[Dataset items]
* * * * * * * * *
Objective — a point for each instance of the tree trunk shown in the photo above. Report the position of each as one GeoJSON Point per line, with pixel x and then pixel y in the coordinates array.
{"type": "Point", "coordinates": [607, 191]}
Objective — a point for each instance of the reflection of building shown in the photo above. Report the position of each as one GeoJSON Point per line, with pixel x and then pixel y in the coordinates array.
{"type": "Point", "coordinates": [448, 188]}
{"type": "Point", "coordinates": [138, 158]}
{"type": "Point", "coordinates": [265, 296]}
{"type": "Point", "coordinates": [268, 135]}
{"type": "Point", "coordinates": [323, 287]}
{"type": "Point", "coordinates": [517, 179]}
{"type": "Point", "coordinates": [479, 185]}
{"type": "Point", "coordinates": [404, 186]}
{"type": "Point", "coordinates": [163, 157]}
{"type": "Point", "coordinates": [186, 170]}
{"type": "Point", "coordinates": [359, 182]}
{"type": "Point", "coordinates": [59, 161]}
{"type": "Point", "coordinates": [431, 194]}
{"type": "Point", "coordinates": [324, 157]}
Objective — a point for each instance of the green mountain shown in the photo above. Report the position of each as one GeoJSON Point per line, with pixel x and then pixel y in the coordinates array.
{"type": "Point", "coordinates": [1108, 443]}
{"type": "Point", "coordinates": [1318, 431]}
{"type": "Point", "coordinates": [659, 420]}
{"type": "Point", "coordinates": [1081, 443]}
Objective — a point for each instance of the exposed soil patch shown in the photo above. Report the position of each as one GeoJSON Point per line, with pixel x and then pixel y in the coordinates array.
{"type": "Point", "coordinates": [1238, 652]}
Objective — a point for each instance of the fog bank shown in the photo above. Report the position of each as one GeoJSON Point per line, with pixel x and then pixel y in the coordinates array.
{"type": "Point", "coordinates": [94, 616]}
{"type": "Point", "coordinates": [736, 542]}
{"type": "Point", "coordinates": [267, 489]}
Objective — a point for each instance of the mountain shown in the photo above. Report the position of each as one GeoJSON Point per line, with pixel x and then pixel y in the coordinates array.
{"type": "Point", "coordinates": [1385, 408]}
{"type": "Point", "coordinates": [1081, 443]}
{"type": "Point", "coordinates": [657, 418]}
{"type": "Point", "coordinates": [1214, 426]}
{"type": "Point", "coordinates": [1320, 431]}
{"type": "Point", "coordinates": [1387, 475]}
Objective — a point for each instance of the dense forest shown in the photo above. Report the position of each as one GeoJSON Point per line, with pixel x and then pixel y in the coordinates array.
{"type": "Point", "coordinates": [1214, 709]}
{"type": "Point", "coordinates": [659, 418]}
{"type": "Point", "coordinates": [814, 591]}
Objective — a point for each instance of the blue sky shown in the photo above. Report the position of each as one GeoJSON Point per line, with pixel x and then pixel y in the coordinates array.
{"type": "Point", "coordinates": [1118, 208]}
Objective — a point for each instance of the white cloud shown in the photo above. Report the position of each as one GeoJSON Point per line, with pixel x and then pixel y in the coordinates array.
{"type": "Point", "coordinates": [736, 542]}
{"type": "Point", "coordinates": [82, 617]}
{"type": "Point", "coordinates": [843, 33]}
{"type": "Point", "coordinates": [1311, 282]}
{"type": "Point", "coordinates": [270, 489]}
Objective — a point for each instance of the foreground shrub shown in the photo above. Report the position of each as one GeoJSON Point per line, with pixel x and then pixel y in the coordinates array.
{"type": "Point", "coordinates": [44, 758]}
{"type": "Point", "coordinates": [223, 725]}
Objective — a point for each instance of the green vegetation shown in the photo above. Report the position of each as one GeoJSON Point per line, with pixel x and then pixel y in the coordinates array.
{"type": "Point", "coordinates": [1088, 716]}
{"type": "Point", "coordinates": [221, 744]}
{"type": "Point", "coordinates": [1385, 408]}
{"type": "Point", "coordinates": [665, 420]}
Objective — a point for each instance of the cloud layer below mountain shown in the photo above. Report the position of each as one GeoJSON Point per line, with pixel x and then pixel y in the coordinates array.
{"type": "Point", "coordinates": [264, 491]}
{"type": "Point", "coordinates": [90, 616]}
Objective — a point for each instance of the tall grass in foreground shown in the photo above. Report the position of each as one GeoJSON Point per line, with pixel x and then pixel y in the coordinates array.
* * * * * * * * *
▶ WHAT IS NEEDED: Starting at the line that contains "Objective — a point for each instance of the white", output every line through the end of the listing as a numbered list, leaving out any blank lines.

▶ WRITTEN SOLUTION:
1. Objective — a point for each instance of the white cloud shown in the photo above. Report the position of each as one GeoJSON Point per line, with pixel x and then pixel y in the coordinates array.
2. {"type": "Point", "coordinates": [736, 542]}
3. {"type": "Point", "coordinates": [82, 617]}
4. {"type": "Point", "coordinates": [843, 33]}
5. {"type": "Point", "coordinates": [1311, 282]}
6. {"type": "Point", "coordinates": [270, 489]}
7. Objective — a point for each instance of the foreground shrub shown in the photo above. Report the position of each as one GeoJSON Point per line, with pixel x and then pixel y in the coordinates array.
8. {"type": "Point", "coordinates": [44, 758]}
9. {"type": "Point", "coordinates": [223, 725]}
10. Objective — a point for each instance of the green vegetation shown in the photo above. Report the position of each as one GeoJSON Point per line, with pixel x and then pixel y in the coordinates array.
11. {"type": "Point", "coordinates": [1088, 716]}
12. {"type": "Point", "coordinates": [221, 744]}
13. {"type": "Point", "coordinates": [1385, 408]}
14. {"type": "Point", "coordinates": [665, 420]}
15. Objective — a point for each instance of the cloud layer below mountain shown in the photo above. Report the position of each as one GeoJSON Point per line, with pixel x and then pixel y in the coordinates array.
16. {"type": "Point", "coordinates": [264, 491]}
17. {"type": "Point", "coordinates": [90, 616]}
18. Objective — a point for each instance of the tall grass in foreground shown in the photo above. Report the position of each as one GeoJSON Point per line, with pixel x and then pixel y in the coordinates array.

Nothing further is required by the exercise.